[PROBLEM REQUIREMENTS]
Repeat everything in the data exactly except images.

[MATERIAL PROVIDED]
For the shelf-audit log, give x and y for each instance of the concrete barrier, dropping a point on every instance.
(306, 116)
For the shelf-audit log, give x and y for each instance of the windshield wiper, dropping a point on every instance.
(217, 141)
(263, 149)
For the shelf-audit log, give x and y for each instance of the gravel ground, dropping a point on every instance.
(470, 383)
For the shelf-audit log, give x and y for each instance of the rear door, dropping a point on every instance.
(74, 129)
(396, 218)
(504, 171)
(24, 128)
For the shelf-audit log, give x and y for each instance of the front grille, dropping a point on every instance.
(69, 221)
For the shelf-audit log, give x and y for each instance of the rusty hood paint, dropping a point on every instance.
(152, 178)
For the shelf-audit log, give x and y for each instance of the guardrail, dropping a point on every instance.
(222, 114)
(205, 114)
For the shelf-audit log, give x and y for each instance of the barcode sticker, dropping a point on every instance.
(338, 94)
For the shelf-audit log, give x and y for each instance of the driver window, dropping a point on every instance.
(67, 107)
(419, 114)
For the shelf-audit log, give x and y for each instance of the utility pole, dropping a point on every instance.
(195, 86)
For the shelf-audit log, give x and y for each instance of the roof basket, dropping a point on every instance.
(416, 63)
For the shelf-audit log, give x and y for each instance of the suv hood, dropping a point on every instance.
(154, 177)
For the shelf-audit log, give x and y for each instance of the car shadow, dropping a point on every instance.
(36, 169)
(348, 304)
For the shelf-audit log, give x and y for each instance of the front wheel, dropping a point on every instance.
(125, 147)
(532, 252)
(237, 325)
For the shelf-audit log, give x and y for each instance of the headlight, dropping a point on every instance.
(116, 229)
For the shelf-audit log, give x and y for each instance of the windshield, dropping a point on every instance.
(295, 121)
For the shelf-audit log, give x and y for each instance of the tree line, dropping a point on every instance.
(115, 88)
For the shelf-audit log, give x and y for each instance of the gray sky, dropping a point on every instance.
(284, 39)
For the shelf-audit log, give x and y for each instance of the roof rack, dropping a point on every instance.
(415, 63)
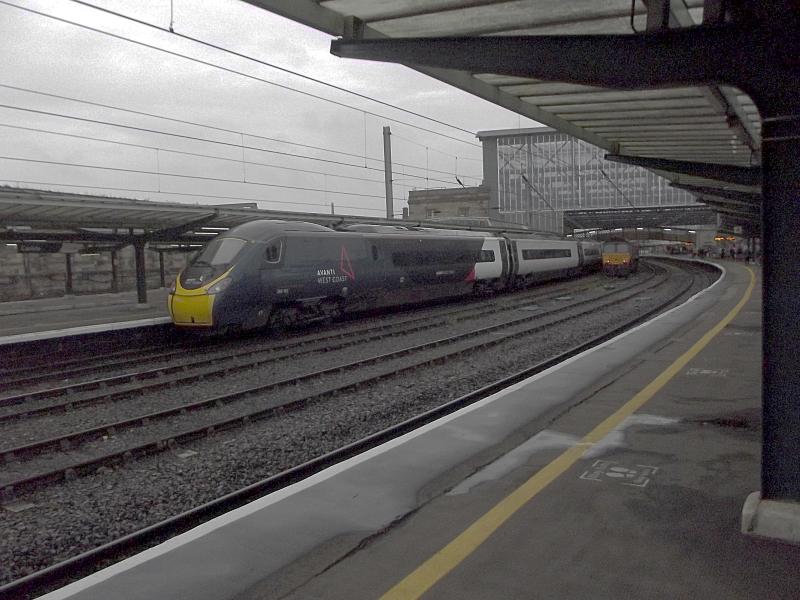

[SOLUTION FOR THIS PROBLEM]
For the shelf-audit log, give x and y for each instance of the concrete barrier, dropping a point on every instance.
(306, 116)
For the shelf-audit log, give x and y for each instance of the windshield wiper, dropping a point on every instance.
(217, 141)
(263, 149)
For the shelf-audit log, give x and y for each instance of the gravel ground, dropping a point on every instance.
(470, 383)
For the shelf-audit log, give x and y for each instance of the rear door, dropping a point on every instance.
(74, 129)
(396, 218)
(504, 171)
(24, 128)
For the shelf-audit log, give x and y for each instance of the front grille, dropping a point on every instance.
(69, 221)
For the shelf-audit log, give x and y for each instance of the rusty hood paint, dropping a point on every instance.
(152, 178)
For the shelf-audit log, give x and y for each instance of the guardrail, dropping a point on every instance.
(222, 114)
(205, 114)
For the shelf-audit log, give x and y for each instance of the barcode sticker, dropping a point on every instance.
(338, 94)
For the shelf-audit log, give x and y for each instance of the driver window, dropping a point on every instance.
(67, 107)
(419, 114)
For the shelf-audit log, give x and y for each instance of the utility pole, dropping a point on every instance.
(195, 86)
For the shelf-audit log, give x and y for each instance of the roof basket, dropping a point on every instance.
(416, 63)
For the shelf-audit log, give x and y for each instance of the suv hood, dropping a point on every instance.
(154, 177)
For the shelf-audit log, give x and y for each instance of the car shadow, dropping a point on every instance.
(36, 169)
(348, 304)
For the shelf-audit log, give x and y for each instance of the front wheel, dropping a point on every instance.
(125, 147)
(532, 252)
(237, 325)
For the shelf-audit log, give x and y for each instance of the headlight, dropping a point on every instance.
(116, 229)
For the shelf-audit log, give x and y for each instance of the windshield, dropping a point on every instance.
(295, 121)
For the shelf-audit log, give x and y for each instance of the tree line, dropping a point on every instance.
(115, 88)
For the shelf-audit log, give x and y for each instance of the gray sky, dropping a point on every instance.
(284, 39)
For the shelf-audit log, give x and y for each instance of the roof rack, dropping a point on every instance.
(415, 63)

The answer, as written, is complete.